Point annotation dataset records:
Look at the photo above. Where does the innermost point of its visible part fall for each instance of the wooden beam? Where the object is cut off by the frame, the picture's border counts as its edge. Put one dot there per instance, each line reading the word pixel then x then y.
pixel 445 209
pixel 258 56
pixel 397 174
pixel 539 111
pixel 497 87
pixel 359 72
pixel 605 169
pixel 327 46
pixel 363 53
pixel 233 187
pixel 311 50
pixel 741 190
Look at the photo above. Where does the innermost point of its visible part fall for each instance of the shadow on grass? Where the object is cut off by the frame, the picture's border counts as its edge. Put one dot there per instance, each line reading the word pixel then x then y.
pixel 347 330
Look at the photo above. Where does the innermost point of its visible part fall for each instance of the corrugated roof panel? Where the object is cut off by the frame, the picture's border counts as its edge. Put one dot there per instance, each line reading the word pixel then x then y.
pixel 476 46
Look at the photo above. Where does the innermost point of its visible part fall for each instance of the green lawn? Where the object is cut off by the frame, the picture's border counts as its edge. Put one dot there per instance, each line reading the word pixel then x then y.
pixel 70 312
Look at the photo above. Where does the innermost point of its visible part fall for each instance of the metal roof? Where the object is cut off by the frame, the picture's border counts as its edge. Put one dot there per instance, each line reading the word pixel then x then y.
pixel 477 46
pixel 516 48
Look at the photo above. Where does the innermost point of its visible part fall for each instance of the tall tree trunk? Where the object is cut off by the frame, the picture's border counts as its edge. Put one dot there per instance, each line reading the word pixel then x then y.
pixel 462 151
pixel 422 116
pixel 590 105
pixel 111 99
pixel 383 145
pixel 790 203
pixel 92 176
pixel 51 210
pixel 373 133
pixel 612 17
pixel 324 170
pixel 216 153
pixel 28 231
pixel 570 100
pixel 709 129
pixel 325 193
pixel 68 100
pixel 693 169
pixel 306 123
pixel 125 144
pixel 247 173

What is being asked - Render the records above as a two-column CSV with the header instruction,points, giving one row per request. Put the request text and its answer each in a single quoted field, with line breaks replaced by spaces.

Finished answer -
instruction,points
"Look at the photo above. Where does the innermost point of its visible part fall for each instance of the wooden beam? Where the object is cut off by the frame, the picture's border counts as its edge. Put one dot there per instance, each line reading the word pixel then x then y.","pixel 445 209 pixel 258 56 pixel 397 174 pixel 539 111 pixel 497 87 pixel 359 72 pixel 605 169 pixel 327 46 pixel 363 53 pixel 233 187 pixel 311 50 pixel 741 190"
"Look at the photo above. Where does the innermost point of its visible part fall for each instance of the shadow on grass? Where the object is cut off by the frame, the picture's border counts as its edge. Put one dot there per instance, each line reading the word pixel then x then y.","pixel 347 330"
"Look at the photo above. Where does the innermost point of its visible part fall for each instance of the corrugated roof panel? Where the object is cut off by the frame, the picture's border counts as its edge. Put one dot there per instance, each line reading the word pixel then x then y.","pixel 476 46"
"Look at the photo above. Where does the innermost point of its visible part fall for each instance of the green lawn? Where the object is cut off by the frame, the picture's border counts as its edge. Put one dot there per instance, each line reading the word pixel then x then y.","pixel 70 312"
"Look at the photo above. Where does the innermost point of its visible part fall for each instance of the metal roof? Where the object is cut off by the frame, the picture's border counts as its edge. Put one dot there per instance, each line reading the word pixel then x then y.","pixel 477 46 pixel 516 48"
"Look at the photo above. Where does the innermost point of its visible part fall for each instance of the tall tree trunk? Where the object is cut off by the frame, the picture's border counts as its edge. Put one dot there per instance, each line reading the word pixel then x then y.","pixel 462 151 pixel 422 116 pixel 590 105 pixel 111 99 pixel 383 145 pixel 790 203 pixel 92 176 pixel 51 210 pixel 373 133 pixel 612 17 pixel 324 170 pixel 216 153 pixel 28 231 pixel 570 100 pixel 709 129 pixel 325 193 pixel 68 100 pixel 693 169 pixel 306 123 pixel 125 144 pixel 247 173"